**GIVEN REQUEST 1**
In the HARC Round 6 thread below, which jump does cjtamu call the 1/10 killer?
**GIVEN REQUEST 2**
Name every distinct user who posts in the HARC Round 6 thread below.

**EXTRACT PROVIDED**
************

# HARC Round 6 this Saturday at Mike's!



## Courtney Vaughan (Apr 11, 2007)

You guys ready!?!?!?!? I am! Got me a new WS7-3X that's just beggin' to sream down the back straight!


----------



## cjtamu (Sep 22, 2004)

I'm ready. Been a few years since I've wheeled a 1/8. Tim, are you going to show up with your electric cars? Nik can race my spare B4 so that gives us 3 right there. I think Earl said he was coming also.


----------



## chucked (Dec 11, 2006)

I'll probably be at the track on Friday since its my day off and come by and watch the races on Saturday. I wish I was ready to race as I am looking forward to it but my Go Tech only has about 3/4 a gallon on it.


----------



## Courtney Vaughan (Apr 11, 2007)

you can race that GO with about 1/4 gallon on it........if that's your only excuse not to race, then that's just flat out unaccepatble!


----------



## cjtamu (Sep 22, 2004)

3/4 gallon? Put that thing on the track and lean it out and go racing.


----------



## Trinitybayrat (Sep 12, 2007)

Chris, I went out there Sunday and brought the electric and ran it. The track was so rough that I put it up before I broke it. Unless they do some MAJOR grooming I dont think it would be worth running them, but I will bring it.....


----------



## cjtamu (Sep 22, 2004)

Trinitybayrat said:


> Chris, I went out there Sunday and brought the electric and ran it. The track was so rough that I put it up before I broke it. Unless they do some MAJOR grooming I dont think it would be worth running them, but I will bring it.....


LOL. You can't drive a 1/10 like it's a 1/8. I ran a pack through the B44 a couple of weeks ago. That jump on the front straight is the 1/10 killer, but I think with a few setup changes I can make it more consistently.


----------



## nik77356 (Jun 8, 2007)

Your having problems with THAT jump? That's the easiest one on the track.


----------



## chucked (Dec 11, 2006)

Courtney Vaughan said:


> you can race that GO with about 1/4 gallon on it........if that's your only excuse not to race, then that's just flat out unaccepatble!

************

**Data extracted from a collection**
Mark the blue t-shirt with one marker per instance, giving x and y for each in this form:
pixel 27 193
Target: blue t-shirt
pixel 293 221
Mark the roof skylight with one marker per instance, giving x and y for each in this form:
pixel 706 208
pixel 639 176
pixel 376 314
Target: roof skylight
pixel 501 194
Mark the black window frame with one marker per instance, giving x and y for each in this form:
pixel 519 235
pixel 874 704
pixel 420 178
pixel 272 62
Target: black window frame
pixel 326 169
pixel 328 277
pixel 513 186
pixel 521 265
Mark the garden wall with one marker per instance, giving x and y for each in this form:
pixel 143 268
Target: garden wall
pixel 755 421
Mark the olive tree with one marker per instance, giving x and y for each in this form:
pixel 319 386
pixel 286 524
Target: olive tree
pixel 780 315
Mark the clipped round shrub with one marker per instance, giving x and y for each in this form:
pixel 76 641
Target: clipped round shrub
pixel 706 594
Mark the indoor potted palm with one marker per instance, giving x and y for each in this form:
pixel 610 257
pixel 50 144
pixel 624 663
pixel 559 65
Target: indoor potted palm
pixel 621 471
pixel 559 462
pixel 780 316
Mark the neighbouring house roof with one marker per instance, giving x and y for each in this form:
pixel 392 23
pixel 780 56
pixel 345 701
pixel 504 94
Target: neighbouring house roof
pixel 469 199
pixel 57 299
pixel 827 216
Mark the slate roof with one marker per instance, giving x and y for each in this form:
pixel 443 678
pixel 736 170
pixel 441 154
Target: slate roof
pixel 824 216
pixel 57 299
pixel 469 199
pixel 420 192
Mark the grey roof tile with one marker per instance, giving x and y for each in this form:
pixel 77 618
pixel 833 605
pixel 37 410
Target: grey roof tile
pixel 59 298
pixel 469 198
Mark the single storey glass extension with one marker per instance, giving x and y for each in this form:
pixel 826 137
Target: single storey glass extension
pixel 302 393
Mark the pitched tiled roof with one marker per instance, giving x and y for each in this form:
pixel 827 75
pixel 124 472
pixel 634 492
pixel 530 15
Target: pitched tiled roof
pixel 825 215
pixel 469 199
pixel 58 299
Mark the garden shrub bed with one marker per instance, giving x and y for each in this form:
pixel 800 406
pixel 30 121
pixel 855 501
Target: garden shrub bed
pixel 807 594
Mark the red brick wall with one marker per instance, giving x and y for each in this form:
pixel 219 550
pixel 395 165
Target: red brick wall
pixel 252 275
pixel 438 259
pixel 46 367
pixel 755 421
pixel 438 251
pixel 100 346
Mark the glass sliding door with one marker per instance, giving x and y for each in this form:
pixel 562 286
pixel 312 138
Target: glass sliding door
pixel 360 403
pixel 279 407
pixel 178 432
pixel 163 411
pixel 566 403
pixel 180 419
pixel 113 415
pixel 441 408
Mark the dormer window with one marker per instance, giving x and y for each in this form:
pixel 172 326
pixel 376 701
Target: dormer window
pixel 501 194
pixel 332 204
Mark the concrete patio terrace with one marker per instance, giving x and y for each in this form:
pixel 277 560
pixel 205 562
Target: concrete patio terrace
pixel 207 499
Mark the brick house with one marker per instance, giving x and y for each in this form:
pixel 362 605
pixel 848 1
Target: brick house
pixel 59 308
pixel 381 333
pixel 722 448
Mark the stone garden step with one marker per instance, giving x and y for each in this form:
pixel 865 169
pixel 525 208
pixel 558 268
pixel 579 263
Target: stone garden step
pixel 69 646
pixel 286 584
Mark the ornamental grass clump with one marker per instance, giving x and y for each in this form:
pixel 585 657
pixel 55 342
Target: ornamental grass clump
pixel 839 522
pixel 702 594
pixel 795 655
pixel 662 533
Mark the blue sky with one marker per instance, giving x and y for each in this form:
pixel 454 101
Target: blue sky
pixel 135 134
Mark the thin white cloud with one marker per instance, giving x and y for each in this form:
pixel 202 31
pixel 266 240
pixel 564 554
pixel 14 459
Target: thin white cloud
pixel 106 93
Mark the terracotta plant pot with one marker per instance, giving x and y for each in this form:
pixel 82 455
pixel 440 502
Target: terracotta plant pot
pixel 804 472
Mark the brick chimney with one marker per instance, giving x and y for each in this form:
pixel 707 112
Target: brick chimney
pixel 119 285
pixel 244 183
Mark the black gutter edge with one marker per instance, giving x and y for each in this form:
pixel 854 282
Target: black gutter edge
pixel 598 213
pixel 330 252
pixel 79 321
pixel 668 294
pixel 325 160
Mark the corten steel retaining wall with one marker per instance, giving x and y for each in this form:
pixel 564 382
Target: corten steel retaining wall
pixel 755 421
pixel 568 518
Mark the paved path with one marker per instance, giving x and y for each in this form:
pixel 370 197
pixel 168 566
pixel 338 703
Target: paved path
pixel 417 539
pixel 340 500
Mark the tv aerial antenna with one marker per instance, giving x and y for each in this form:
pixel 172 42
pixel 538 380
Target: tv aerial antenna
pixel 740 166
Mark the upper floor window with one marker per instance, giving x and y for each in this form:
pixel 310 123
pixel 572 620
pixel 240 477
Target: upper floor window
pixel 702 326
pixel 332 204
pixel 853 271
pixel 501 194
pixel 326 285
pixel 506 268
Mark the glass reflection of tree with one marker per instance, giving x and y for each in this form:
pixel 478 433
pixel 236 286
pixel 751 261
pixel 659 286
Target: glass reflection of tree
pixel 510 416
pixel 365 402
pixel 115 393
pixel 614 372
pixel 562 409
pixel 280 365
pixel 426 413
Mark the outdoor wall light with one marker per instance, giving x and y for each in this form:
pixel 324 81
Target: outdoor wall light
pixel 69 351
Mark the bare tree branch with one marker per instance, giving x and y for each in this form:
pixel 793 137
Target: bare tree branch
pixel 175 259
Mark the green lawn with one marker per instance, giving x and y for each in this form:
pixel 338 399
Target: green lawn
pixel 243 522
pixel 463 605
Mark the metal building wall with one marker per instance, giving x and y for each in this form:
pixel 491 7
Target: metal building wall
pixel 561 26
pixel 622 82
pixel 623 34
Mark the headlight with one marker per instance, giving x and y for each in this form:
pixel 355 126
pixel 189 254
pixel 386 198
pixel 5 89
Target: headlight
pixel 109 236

************

**TASK RESULT 1**
The jump on the front straight.

**TASK RESULT 2**
Courtney Vaughan, cjtamu, chucked, Trinitybayrat, nik77356